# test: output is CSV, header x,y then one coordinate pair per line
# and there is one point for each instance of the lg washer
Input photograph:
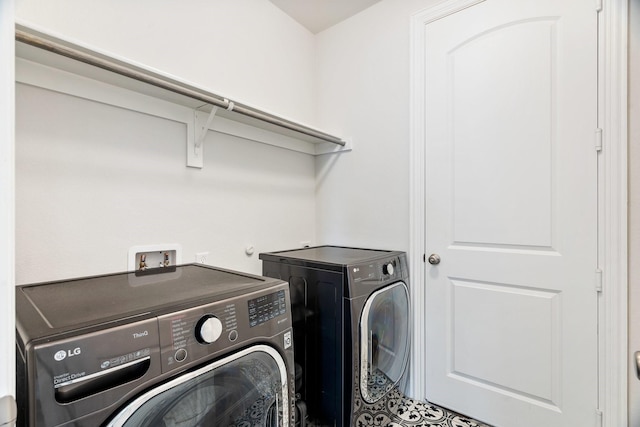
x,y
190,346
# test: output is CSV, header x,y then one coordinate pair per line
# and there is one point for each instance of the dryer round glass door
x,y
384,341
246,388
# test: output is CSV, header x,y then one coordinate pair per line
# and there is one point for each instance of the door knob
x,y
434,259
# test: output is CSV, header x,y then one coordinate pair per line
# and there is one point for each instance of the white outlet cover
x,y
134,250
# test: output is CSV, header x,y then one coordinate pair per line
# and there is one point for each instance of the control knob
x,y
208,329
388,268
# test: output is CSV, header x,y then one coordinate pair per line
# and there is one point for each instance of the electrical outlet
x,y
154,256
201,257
::::::::::
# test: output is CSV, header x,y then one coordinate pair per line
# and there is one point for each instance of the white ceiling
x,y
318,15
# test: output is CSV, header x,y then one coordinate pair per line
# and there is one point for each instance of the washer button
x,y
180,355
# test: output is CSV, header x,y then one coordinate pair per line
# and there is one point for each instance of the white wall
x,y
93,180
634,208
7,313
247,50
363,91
::::::::::
List every line of the records above that contains the word "each". Case counts, so a line matches only when the capitalization is identical.

# and there is one point for each instance of the lg washer
# and there is one point for each instance of the dryer round glass door
# and there is one point for each instance of the door knob
# and there is one point for each instance of the white outlet cover
# and there is one point for each instance of the control knob
# and there is one point for each instance of the electrical outlet
# and there is one point for each instance of the white ceiling
# and there is one point for each instance of the washer button
# and there is one point for each instance of the white wall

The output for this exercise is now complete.